• AIM OF THE TASK:
Repeat the lines below exactly as they appear, but leave out the images.

● ● ● ●

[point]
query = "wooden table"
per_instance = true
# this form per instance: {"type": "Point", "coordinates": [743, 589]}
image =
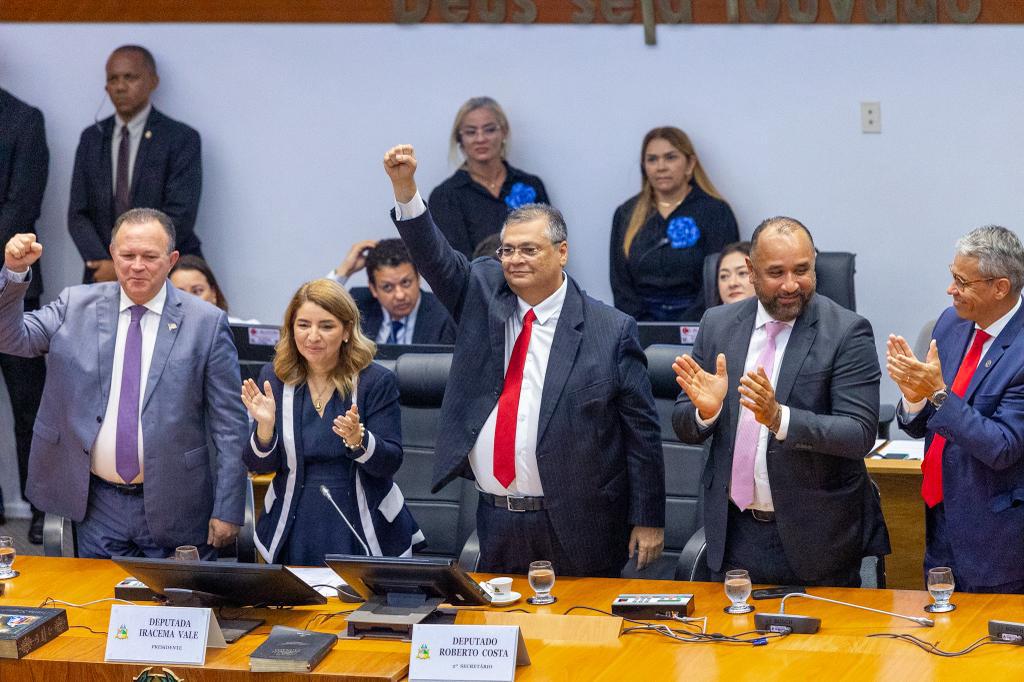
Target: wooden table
{"type": "Point", "coordinates": [899, 483]}
{"type": "Point", "coordinates": [568, 647]}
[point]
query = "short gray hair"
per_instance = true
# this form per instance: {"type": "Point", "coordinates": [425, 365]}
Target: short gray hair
{"type": "Point", "coordinates": [998, 252]}
{"type": "Point", "coordinates": [556, 230]}
{"type": "Point", "coordinates": [140, 216]}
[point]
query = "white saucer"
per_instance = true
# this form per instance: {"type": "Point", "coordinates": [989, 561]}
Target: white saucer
{"type": "Point", "coordinates": [510, 598]}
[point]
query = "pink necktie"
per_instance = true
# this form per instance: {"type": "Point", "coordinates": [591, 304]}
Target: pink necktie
{"type": "Point", "coordinates": [749, 430]}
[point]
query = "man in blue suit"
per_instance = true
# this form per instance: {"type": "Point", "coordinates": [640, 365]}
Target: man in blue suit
{"type": "Point", "coordinates": [393, 308]}
{"type": "Point", "coordinates": [141, 382]}
{"type": "Point", "coordinates": [967, 399]}
{"type": "Point", "coordinates": [137, 158]}
{"type": "Point", "coordinates": [548, 406]}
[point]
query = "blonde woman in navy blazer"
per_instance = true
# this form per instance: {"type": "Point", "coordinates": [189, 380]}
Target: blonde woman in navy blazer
{"type": "Point", "coordinates": [325, 416]}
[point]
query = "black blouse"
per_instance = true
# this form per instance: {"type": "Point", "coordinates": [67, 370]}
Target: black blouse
{"type": "Point", "coordinates": [667, 256]}
{"type": "Point", "coordinates": [467, 213]}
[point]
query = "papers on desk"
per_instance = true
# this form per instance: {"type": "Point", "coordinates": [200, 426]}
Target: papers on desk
{"type": "Point", "coordinates": [320, 579]}
{"type": "Point", "coordinates": [900, 450]}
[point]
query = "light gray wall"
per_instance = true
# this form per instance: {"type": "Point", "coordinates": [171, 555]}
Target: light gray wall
{"type": "Point", "coordinates": [295, 120]}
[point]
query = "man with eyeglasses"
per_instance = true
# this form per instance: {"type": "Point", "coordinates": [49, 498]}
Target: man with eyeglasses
{"type": "Point", "coordinates": [393, 309]}
{"type": "Point", "coordinates": [548, 405]}
{"type": "Point", "coordinates": [967, 399]}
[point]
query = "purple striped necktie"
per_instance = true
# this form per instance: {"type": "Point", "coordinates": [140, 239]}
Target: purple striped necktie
{"type": "Point", "coordinates": [131, 374]}
{"type": "Point", "coordinates": [749, 430]}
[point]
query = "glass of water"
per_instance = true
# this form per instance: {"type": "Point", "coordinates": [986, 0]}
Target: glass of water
{"type": "Point", "coordinates": [542, 579]}
{"type": "Point", "coordinates": [737, 589]}
{"type": "Point", "coordinates": [186, 553]}
{"type": "Point", "coordinates": [940, 586]}
{"type": "Point", "coordinates": [7, 554]}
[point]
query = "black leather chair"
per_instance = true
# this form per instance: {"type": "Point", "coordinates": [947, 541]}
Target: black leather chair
{"type": "Point", "coordinates": [449, 517]}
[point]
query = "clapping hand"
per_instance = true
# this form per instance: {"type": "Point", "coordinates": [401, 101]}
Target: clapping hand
{"type": "Point", "coordinates": [348, 428]}
{"type": "Point", "coordinates": [707, 391]}
{"type": "Point", "coordinates": [399, 164]}
{"type": "Point", "coordinates": [261, 407]}
{"type": "Point", "coordinates": [22, 251]}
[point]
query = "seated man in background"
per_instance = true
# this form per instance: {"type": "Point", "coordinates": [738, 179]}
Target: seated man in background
{"type": "Point", "coordinates": [967, 399]}
{"type": "Point", "coordinates": [141, 382]}
{"type": "Point", "coordinates": [393, 308]}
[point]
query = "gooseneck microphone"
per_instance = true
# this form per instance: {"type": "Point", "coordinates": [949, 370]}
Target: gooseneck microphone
{"type": "Point", "coordinates": [327, 494]}
{"type": "Point", "coordinates": [920, 621]}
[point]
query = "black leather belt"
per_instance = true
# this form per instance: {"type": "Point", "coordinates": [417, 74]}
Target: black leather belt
{"type": "Point", "coordinates": [123, 488]}
{"type": "Point", "coordinates": [512, 503]}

● ● ● ●

• ANSWER TO THE TASK:
[point]
query = "wooden table"
per_instance = true
# this form per instance: {"type": "Point", "coordinates": [743, 589]}
image =
Target: wooden table
{"type": "Point", "coordinates": [899, 483]}
{"type": "Point", "coordinates": [568, 647]}
[point]
query = "short gray hair"
per_instance = true
# this form per instance: {"type": "Point", "coordinates": [425, 365]}
Target: short gray hair
{"type": "Point", "coordinates": [998, 252]}
{"type": "Point", "coordinates": [556, 230]}
{"type": "Point", "coordinates": [140, 216]}
[point]
query = "white saucer"
per_instance = true
# this form per instance: {"type": "Point", "coordinates": [989, 561]}
Target: white saucer
{"type": "Point", "coordinates": [510, 598]}
[point]
query = "pink necktie"
per_instance = true
# this form per instance: {"type": "Point", "coordinates": [591, 304]}
Target: pink necktie
{"type": "Point", "coordinates": [749, 430]}
[point]
query = "man in blue suit"
per_instance = true
# this form per instance: {"type": "Point", "coordinates": [640, 365]}
Target: man in blue suit
{"type": "Point", "coordinates": [393, 308]}
{"type": "Point", "coordinates": [141, 382]}
{"type": "Point", "coordinates": [967, 399]}
{"type": "Point", "coordinates": [137, 158]}
{"type": "Point", "coordinates": [548, 406]}
[point]
query = "blonde woman in navy blazer"
per_instance = true
# this form per instance: {"type": "Point", "coordinates": [189, 380]}
Target: blonde woman in navy blazer
{"type": "Point", "coordinates": [325, 416]}
[point]
query = "black blouse"
per_instance = true
# this form per instance: {"type": "Point", "coordinates": [67, 370]}
Target: black blouse
{"type": "Point", "coordinates": [667, 256]}
{"type": "Point", "coordinates": [467, 213]}
[point]
query = "papers on desk"
per_instance = true
# this form per instance: {"type": "Point", "coordinates": [200, 426]}
Target: papers on desk
{"type": "Point", "coordinates": [320, 579]}
{"type": "Point", "coordinates": [900, 450]}
[point]
query = "light gray wall"
per_instance = true
# this form per instance: {"type": "Point", "coordinates": [171, 555]}
Target: light gray wall
{"type": "Point", "coordinates": [295, 120]}
[point]
query = "man with eyeglasses"
per_instance = true
# this form per instance: {"type": "Point", "coordinates": [49, 498]}
Target: man with eyeglasses
{"type": "Point", "coordinates": [393, 309]}
{"type": "Point", "coordinates": [548, 405]}
{"type": "Point", "coordinates": [967, 399]}
[point]
query = "purple striped necktie"
per_instance = true
# this form per instance: {"type": "Point", "coordinates": [140, 239]}
Target: purple striped necktie
{"type": "Point", "coordinates": [131, 374]}
{"type": "Point", "coordinates": [749, 430]}
[point]
query = "glass of water"
per_instance = true
# this form per instance: {"type": "Point", "coordinates": [986, 0]}
Target: glass of water
{"type": "Point", "coordinates": [542, 579]}
{"type": "Point", "coordinates": [737, 589]}
{"type": "Point", "coordinates": [186, 553]}
{"type": "Point", "coordinates": [940, 586]}
{"type": "Point", "coordinates": [7, 554]}
[point]
query = "black leather chair"
per_instance = true
# this form per instance: {"type": "Point", "coordinates": [947, 541]}
Target: black leather chair
{"type": "Point", "coordinates": [449, 517]}
[point]
query = "clapping hand"
per_instance = true
# this form per instance: {"type": "Point", "coordinates": [401, 101]}
Target: clapping hand
{"type": "Point", "coordinates": [348, 428]}
{"type": "Point", "coordinates": [707, 391]}
{"type": "Point", "coordinates": [399, 164]}
{"type": "Point", "coordinates": [261, 407]}
{"type": "Point", "coordinates": [22, 251]}
[point]
query = "seated man in background"
per_instance = true
# this form per instance: {"type": "Point", "coordinates": [738, 179]}
Target: seated man in background
{"type": "Point", "coordinates": [967, 399]}
{"type": "Point", "coordinates": [141, 382]}
{"type": "Point", "coordinates": [393, 308]}
[point]
query = "gooseneck microphone"
per_instance = true
# this form per instance: {"type": "Point", "coordinates": [949, 370]}
Target: gooseneck microphone
{"type": "Point", "coordinates": [327, 494]}
{"type": "Point", "coordinates": [920, 621]}
[point]
query = "black leather belt"
per_instance = true
# this form per instance: {"type": "Point", "coordinates": [417, 74]}
Target: black leather belt
{"type": "Point", "coordinates": [123, 488]}
{"type": "Point", "coordinates": [512, 503]}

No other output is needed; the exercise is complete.